SHORT EXERCISE 1: According to the film page below, which entry in the Blondie film series is Blondie's Big Deal?

- Film poster
- Directed by: Edward Bernds
- Written by: Lucile Watson Henley
- Based on: comic strip Blondie by Chic Young
- Produced by: Ted Richmond
- Starring: Penny Singleton Arthur Lake Larry Simms Marjorie Ann Mutchie
- Cinematography: Vincent J. Farrar
- Edited by: Henry Batista
- Music by: Mischa Bakaleinikoff
- Production company: King Features Syndicate
- Distributed by: Columbia Pictures
- Release date: March 10, 1949;
- Running time: 66 minutes
- Country: United States
- Language: English

= Blondie's Big Deal =

1949 film

Blondie's Big Deal is a 1949 American comedy film directed by Edward Bernds and starring Penny Singleton, Arthur Lake, Larry Simms, Marjorie Ann Mutchie. It is the twenty-fifth of the 28 Blondie films.

EXERCISE INPUT:
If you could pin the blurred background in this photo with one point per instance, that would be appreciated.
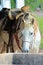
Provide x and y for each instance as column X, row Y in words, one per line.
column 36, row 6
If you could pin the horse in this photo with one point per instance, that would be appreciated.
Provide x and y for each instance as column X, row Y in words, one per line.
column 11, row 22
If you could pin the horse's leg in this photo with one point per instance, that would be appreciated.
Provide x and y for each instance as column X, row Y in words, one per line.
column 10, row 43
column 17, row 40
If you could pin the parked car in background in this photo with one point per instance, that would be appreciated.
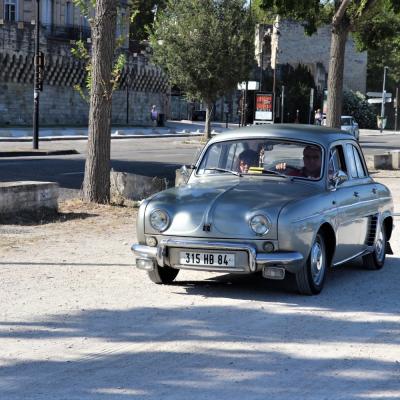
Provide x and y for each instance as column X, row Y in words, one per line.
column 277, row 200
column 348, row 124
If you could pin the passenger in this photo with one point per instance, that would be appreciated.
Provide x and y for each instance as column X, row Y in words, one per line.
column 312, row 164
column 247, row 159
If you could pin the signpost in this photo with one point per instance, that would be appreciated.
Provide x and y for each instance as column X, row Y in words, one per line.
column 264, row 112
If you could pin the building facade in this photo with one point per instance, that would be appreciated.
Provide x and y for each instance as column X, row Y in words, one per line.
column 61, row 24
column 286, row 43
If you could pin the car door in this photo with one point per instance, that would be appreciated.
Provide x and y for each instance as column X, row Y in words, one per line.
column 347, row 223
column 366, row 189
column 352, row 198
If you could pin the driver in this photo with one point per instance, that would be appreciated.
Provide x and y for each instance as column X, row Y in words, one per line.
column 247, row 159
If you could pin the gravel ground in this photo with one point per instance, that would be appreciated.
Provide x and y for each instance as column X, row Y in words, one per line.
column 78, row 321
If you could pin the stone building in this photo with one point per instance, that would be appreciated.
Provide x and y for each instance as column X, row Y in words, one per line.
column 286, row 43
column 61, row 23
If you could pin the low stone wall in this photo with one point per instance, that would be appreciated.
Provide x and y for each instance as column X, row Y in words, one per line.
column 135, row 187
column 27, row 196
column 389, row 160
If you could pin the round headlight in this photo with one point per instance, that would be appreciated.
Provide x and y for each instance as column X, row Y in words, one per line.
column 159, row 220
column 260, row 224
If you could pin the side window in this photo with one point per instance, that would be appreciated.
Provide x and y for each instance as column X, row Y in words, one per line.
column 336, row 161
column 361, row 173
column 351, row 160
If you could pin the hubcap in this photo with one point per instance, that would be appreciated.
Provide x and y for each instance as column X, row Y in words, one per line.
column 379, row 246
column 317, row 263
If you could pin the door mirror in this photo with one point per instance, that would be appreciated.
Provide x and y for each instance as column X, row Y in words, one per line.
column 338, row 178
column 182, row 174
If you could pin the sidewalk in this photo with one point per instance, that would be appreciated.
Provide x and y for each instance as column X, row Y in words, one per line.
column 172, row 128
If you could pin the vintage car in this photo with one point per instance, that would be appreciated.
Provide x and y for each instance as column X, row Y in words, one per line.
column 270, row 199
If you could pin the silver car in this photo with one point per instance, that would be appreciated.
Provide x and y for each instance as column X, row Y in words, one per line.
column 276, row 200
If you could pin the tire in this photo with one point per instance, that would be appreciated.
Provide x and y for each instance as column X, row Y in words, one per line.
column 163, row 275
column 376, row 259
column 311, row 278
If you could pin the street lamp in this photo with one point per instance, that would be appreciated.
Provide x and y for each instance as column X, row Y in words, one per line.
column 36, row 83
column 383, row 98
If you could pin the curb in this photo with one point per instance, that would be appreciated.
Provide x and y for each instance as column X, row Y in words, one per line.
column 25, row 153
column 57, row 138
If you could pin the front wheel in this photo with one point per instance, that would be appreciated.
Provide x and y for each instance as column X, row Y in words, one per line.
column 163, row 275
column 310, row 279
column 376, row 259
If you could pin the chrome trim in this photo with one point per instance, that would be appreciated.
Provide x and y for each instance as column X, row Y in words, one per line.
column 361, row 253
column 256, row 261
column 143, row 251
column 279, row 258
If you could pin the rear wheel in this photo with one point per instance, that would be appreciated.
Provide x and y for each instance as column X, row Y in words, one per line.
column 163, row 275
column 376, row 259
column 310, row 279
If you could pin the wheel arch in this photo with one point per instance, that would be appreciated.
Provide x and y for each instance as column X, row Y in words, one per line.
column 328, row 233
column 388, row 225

---

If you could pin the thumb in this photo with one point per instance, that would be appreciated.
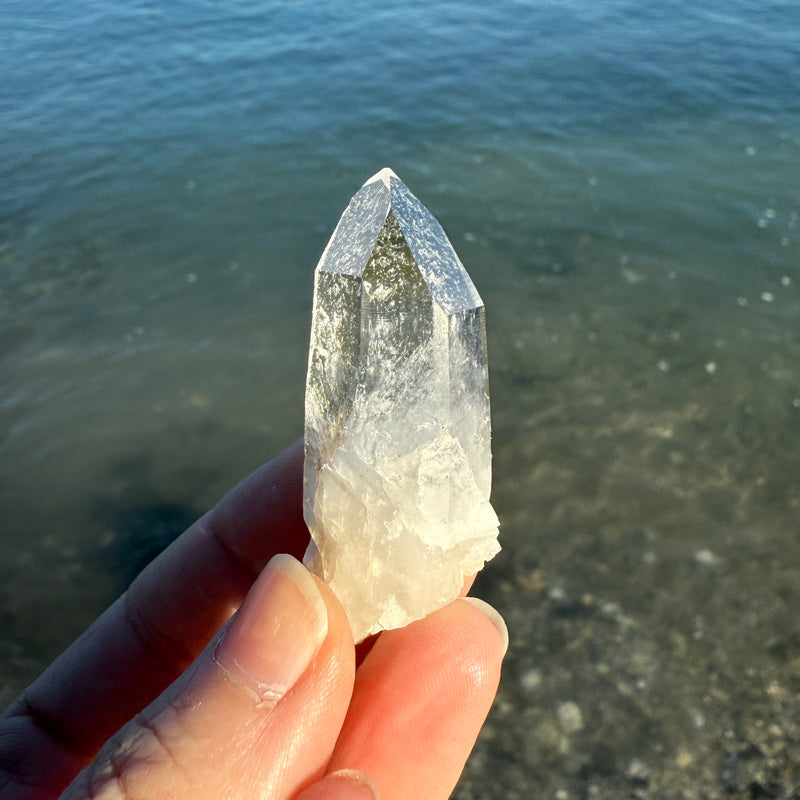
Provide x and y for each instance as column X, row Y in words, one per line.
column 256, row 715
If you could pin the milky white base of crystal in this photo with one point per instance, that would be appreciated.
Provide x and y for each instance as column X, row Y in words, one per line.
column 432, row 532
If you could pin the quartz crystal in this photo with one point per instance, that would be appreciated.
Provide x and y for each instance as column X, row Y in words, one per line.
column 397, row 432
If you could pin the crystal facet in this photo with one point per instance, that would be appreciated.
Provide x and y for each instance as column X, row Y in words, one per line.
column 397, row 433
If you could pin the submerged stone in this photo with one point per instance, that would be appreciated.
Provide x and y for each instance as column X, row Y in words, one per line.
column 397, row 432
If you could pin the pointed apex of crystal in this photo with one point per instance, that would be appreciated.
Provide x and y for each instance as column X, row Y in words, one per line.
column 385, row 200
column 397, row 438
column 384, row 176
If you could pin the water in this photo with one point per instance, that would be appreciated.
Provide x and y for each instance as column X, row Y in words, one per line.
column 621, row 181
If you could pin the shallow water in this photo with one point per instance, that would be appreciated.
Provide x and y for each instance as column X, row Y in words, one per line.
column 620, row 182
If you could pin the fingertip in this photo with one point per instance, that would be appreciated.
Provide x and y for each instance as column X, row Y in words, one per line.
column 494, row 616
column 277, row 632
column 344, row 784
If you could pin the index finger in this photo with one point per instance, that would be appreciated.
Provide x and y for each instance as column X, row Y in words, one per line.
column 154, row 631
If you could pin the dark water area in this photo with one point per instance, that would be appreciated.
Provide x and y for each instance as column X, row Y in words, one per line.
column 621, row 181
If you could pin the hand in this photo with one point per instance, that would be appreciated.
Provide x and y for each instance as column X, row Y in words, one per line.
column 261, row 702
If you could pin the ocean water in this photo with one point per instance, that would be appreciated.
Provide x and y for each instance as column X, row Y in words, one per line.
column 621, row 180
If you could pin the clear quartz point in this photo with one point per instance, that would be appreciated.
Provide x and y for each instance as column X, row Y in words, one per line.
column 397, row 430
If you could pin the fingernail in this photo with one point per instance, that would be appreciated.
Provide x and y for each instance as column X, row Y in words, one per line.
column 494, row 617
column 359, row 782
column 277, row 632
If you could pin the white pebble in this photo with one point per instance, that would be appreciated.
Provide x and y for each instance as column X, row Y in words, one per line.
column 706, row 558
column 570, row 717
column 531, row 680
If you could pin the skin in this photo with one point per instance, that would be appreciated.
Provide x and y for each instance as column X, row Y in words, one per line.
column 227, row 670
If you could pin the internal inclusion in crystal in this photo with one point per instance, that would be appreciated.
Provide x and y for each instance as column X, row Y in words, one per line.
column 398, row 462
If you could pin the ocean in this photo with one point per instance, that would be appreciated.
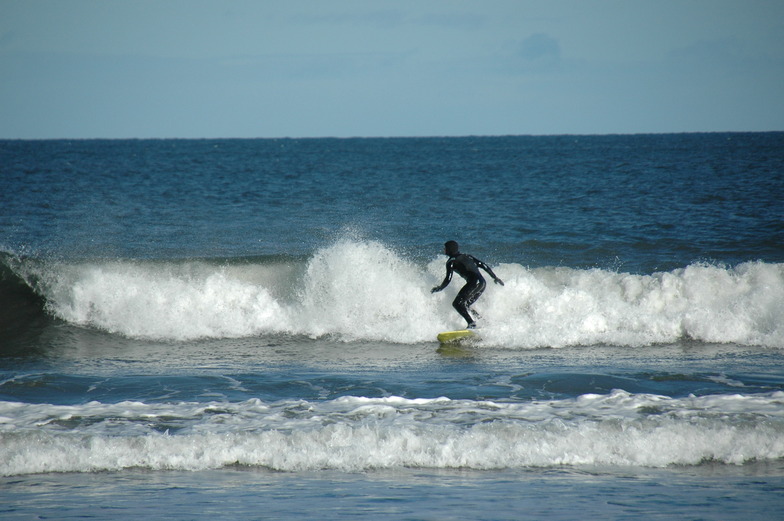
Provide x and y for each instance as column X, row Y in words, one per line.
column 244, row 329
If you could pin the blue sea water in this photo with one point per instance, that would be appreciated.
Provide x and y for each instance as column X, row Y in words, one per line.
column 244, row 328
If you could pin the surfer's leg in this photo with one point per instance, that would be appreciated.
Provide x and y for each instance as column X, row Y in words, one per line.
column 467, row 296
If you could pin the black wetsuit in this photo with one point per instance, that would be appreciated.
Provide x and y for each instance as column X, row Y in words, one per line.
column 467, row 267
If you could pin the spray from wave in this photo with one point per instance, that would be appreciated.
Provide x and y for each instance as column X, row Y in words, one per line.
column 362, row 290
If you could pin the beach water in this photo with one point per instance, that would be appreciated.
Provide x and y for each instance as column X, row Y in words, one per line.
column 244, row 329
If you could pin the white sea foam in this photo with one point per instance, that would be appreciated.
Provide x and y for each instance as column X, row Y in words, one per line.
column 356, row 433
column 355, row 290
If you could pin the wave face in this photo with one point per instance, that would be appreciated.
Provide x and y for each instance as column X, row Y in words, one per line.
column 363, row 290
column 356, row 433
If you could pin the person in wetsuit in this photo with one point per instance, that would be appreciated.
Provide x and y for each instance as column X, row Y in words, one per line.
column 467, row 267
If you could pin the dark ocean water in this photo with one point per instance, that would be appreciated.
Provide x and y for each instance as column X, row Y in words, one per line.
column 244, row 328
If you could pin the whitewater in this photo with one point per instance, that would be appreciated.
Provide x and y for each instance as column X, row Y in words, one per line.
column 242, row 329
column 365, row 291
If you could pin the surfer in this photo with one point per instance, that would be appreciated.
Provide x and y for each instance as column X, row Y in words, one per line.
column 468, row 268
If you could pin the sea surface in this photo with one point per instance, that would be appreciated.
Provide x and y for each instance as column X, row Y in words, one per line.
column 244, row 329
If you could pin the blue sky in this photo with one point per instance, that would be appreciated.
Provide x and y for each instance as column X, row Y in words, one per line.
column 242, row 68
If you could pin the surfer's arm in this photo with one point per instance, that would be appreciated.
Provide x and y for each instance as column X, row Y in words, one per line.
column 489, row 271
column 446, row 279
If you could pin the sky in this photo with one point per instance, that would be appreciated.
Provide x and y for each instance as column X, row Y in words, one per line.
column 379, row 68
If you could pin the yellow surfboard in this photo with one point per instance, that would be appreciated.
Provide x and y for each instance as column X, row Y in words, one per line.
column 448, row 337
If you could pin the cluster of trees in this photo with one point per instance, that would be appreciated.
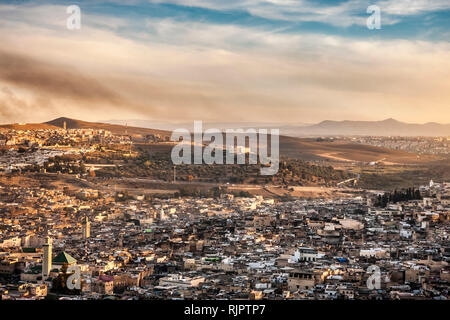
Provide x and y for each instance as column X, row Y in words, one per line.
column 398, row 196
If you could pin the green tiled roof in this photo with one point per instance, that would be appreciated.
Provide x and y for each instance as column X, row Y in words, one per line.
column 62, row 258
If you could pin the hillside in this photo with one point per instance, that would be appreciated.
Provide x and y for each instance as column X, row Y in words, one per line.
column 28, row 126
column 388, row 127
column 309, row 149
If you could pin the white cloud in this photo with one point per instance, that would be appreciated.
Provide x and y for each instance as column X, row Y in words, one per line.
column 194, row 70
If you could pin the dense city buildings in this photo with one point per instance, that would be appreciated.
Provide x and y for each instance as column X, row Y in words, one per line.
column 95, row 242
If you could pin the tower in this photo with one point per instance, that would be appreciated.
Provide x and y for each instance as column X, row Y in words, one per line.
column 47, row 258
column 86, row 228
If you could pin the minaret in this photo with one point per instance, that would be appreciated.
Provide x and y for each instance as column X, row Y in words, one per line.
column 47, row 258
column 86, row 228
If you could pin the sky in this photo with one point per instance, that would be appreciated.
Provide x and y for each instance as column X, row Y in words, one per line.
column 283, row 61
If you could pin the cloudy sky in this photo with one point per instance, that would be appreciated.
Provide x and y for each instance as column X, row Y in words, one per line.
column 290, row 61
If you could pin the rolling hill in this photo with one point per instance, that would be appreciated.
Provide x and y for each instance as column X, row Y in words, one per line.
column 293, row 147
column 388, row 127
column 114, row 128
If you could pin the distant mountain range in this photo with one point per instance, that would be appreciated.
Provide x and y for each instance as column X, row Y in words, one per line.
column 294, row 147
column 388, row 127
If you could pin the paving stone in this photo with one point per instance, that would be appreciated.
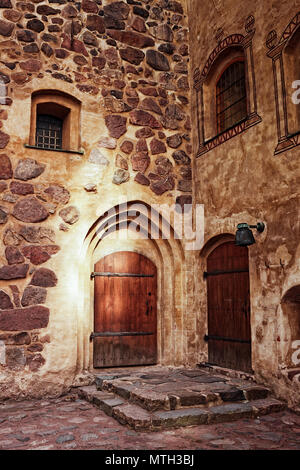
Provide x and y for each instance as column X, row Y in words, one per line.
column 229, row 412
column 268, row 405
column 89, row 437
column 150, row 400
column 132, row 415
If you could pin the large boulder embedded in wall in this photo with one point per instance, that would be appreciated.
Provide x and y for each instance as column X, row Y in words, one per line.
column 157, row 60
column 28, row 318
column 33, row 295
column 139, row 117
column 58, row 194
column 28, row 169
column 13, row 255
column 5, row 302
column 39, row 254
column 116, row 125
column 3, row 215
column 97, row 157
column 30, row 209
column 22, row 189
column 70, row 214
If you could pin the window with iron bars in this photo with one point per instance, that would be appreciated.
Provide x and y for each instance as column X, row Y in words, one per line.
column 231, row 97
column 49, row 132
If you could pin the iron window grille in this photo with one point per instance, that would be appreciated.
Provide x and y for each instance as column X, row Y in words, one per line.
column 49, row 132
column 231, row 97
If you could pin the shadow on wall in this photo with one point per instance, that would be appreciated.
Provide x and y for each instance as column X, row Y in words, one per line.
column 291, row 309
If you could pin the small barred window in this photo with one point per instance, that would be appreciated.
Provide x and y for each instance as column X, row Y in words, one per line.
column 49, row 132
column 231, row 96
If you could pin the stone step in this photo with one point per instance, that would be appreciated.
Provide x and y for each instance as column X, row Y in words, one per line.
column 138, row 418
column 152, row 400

==

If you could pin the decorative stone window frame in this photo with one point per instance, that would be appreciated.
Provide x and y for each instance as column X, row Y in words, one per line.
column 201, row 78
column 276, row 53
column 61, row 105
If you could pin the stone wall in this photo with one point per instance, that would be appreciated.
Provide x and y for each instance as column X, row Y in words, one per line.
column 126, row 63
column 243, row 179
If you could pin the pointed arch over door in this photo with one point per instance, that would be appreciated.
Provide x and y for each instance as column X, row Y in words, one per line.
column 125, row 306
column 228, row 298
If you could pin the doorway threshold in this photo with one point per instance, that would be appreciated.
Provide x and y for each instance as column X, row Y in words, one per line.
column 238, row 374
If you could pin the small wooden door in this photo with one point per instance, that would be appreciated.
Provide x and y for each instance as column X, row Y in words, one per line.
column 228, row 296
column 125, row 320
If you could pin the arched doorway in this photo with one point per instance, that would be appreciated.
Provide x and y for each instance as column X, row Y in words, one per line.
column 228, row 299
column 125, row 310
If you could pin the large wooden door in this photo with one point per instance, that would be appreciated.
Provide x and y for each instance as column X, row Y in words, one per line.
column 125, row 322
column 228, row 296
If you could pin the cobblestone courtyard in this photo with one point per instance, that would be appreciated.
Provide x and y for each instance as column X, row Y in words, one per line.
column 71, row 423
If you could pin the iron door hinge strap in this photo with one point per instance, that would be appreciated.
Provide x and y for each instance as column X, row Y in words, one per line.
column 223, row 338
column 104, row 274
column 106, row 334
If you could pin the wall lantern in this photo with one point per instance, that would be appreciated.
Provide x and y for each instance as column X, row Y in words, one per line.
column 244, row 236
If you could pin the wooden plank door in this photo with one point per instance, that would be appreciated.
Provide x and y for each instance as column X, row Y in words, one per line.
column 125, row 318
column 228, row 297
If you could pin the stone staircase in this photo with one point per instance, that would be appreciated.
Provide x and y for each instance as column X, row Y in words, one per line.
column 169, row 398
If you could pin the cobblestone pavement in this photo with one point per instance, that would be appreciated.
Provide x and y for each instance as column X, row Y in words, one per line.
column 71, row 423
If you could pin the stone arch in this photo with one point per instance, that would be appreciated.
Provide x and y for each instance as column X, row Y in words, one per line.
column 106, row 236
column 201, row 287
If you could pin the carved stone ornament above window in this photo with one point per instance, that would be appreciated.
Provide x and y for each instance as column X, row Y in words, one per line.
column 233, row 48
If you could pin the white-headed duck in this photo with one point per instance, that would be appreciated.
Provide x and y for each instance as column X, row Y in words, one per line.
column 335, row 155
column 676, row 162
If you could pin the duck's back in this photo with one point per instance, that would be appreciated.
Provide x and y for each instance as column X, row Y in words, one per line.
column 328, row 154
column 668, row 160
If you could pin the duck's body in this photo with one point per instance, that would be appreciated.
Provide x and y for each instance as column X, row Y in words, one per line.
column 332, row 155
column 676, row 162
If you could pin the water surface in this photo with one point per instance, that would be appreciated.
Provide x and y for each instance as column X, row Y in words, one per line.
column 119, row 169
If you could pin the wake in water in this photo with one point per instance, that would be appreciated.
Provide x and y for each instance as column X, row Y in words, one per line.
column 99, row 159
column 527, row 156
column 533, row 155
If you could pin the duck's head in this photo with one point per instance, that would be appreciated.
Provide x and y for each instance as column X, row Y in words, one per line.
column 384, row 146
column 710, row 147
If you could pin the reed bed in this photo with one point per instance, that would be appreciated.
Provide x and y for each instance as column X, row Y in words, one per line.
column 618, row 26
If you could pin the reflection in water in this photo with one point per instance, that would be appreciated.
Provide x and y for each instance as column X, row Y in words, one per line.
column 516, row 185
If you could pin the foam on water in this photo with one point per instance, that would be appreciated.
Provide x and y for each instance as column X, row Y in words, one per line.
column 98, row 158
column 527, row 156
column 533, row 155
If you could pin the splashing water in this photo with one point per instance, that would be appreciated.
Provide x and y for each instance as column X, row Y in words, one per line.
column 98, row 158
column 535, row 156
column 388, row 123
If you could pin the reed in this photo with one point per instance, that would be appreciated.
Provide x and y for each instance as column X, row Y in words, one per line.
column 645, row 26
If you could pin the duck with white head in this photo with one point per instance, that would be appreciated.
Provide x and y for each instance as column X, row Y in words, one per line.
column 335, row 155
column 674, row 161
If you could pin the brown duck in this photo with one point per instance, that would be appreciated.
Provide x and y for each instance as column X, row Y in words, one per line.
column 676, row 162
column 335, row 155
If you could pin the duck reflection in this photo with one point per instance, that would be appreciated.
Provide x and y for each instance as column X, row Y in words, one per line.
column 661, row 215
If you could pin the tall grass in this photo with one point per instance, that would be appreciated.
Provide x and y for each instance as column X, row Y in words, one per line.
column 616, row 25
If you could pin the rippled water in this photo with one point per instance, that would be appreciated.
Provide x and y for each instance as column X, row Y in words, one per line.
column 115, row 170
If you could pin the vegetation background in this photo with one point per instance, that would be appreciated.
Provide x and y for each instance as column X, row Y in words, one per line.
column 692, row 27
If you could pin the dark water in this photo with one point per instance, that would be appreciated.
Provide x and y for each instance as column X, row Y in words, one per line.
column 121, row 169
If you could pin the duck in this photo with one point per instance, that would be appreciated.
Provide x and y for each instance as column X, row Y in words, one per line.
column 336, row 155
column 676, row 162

SHORT EXERCISE 2: Duplicate the stretch of the records from the line that contains "If you could pin the yellow" through the line that contains "column 62, row 258", with both of those lines included. Leave out any picture markers.

WRITTEN ANSWER 1: It is the twenty-fifth of the 28 Blondie films.

WRITTEN ANSWER 2:
If you could pin the yellow surfboard in this photo with one point per instance, that would be appreciated.
Provide x and y for each instance as column X, row Y in words, one per line.
column 448, row 337
If you could pin the cluster of trees in this photo with one point per instance, that would be appreciated.
Provide x and y for each instance as column X, row Y in words, one per line.
column 398, row 196
If you could pin the green tiled roof in this photo with one point per instance, that would be appreciated.
Provide x and y for each instance as column X, row Y in words, one per line.
column 62, row 258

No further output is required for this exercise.